(Stored data)
>>
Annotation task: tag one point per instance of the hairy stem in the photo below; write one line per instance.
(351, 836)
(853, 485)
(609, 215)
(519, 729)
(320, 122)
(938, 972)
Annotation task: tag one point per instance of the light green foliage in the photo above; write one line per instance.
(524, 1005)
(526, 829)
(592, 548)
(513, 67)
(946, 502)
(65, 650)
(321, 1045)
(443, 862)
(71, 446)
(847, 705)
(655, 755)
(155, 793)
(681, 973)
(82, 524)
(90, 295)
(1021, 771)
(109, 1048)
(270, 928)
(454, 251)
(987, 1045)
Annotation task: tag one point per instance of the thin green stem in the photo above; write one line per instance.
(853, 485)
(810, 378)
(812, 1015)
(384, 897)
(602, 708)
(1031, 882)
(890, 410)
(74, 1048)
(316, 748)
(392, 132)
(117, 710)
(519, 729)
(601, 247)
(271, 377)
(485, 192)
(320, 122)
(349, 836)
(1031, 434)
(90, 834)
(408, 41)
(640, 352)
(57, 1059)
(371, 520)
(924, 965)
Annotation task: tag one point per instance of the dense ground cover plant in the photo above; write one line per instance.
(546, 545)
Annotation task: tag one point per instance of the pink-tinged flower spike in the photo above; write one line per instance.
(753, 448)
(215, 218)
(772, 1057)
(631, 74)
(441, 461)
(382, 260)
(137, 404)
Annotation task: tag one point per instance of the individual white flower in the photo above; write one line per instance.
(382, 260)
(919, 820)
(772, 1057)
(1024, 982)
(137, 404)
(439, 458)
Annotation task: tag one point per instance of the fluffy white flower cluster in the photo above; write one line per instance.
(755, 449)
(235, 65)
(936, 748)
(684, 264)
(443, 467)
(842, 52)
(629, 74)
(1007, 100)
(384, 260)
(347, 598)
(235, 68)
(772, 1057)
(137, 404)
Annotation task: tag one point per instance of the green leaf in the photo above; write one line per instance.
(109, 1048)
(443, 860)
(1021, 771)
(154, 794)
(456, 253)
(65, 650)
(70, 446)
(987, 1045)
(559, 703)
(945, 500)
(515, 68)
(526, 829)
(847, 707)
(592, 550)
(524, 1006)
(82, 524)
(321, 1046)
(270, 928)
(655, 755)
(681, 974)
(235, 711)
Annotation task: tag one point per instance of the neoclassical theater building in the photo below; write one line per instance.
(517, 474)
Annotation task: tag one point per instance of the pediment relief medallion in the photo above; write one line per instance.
<<
- **The task**
Reproduce, unchanged, the lines of the listing from the line containing "Annotation task: tag one point per instance of the neoclassical" through the end of the listing, including both ends.

- **Output of the task**
Annotation task: tag one point per instance of the neoclassical theater building in the photo below; write one line per instance.
(517, 474)
Annotation task: tag one point per instance of the pediment relief medallion in the photo above; write one line per instance.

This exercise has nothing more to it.